• [TEXTE À ANALYSER]:
---------------

Il avait acheté une charge de courtier d’assurances maritimes, dont il se démit pour devenir directeur d’une compagnie créée dans le même but.

À la fin de 1851, le gouvernement français lui confia la mission d’aller recevoir à San-Francisco les nombreux émigrants que la fièvre de l’or entassait sans prévoyance et sans ressource sur les rivages californiens.

C’était une mission honorable, délicate, presque héroïque. Les difficultés et les périls qu’elle comportait tentèrent le généreux explorateur. Il partit, hélas ! pour ne plus jamais aborder !

Le 2 janvier 1852, il s’embarquait à Southampton à bord de l’Amazone, magnifique paquebot de la Compagnie anglaise. Quarante-huit heures après, on venait à peine de perdre de vue les côtes d’Angleterre, que l’incendie envahissait l’Amazone[1].

---------------

• [INFORMATIONS FOURNIES]:
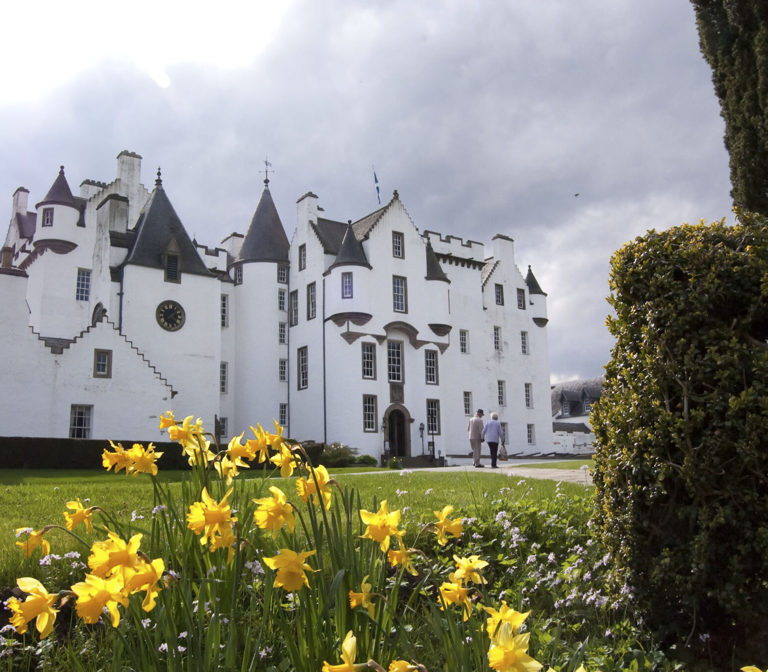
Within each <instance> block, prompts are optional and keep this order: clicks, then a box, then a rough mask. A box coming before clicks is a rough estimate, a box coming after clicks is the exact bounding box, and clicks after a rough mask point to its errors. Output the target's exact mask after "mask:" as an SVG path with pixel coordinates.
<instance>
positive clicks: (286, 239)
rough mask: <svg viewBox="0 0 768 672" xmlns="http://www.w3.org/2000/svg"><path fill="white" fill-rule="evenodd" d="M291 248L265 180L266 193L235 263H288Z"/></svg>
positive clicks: (251, 223) (237, 256)
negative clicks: (282, 262) (250, 262)
mask: <svg viewBox="0 0 768 672" xmlns="http://www.w3.org/2000/svg"><path fill="white" fill-rule="evenodd" d="M289 247H290V243H289V242H288V236H286V235H285V229H284V228H283V223H282V222H281V221H280V215H278V214H277V208H276V207H275V202H274V201H273V200H272V194H271V193H270V192H269V186H268V185H267V180H265V181H264V191H263V192H262V194H261V199H259V204H258V205H257V206H256V212H255V213H254V214H253V219H251V225H250V226H249V227H248V232H247V233H246V234H245V238H244V239H243V244H242V246H241V247H240V252H238V254H237V258H236V259H235V261H284V262H287V261H288V249H289Z"/></svg>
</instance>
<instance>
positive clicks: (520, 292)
mask: <svg viewBox="0 0 768 672" xmlns="http://www.w3.org/2000/svg"><path fill="white" fill-rule="evenodd" d="M517 307H518V308H519V309H520V310H525V290H524V289H518V290H517Z"/></svg>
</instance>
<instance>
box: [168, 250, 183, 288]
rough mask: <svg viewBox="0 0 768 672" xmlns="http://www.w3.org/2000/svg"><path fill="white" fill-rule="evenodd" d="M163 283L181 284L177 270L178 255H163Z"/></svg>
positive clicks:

---------------

• [ACTIONS À MENER]:
1 - Veuillez recopier le passage du texte sur l'explorateur en partant de « À la fin de » et en allant jusqu'à « les rivages californiens. ».
2 - Répondez à ces questions sur le texte sur l'explorateur :
(a) Quelle charge avait-il achetée ?
(b) Dans quelle ville le gouvernement français l'envoya-t-il accueillir les émigrants ?
(c) À quelle date s'embarqua-t-il à Southampton ?
3 - Poursuivez le texte sur l'explorateur à la suite de sa dernière phrase.

• [RÉSULTATS PAR CONSIGNE]:
1 -
À la fin de 1851, le gouvernement français lui confia la mission d’aller recevoir à San-Francisco les nombreux émigrants que la fièvre de l’or entassait sans prévoyance et sans ressource sur les rivages californiens.

2 -
(a) Une charge de courtier d'assurances maritimes.
(b) À San-Francisco.
(c) Le 2 janvier 1852.

3 -
Deux chaloupes où l’on se précipita pêle-mêle furent submergées ; une troisième, ne contint plus que vingt passagers ; mais Gabriel Ferry n’y était pas ! Il avait prévu et constaté le sort des deux premières embarcations ; il ne s’était point hâté de profiter de la dernière planche de salut, et, quand cette barque fut pleine, il répondit à ceux qui le pressaient d’y prendre place :

« Mourir pour mourir, j’aime autant rester ici ! »

  1. Voir sur cet horrible désastre toutes les feuilles du commencement de janvier 1852.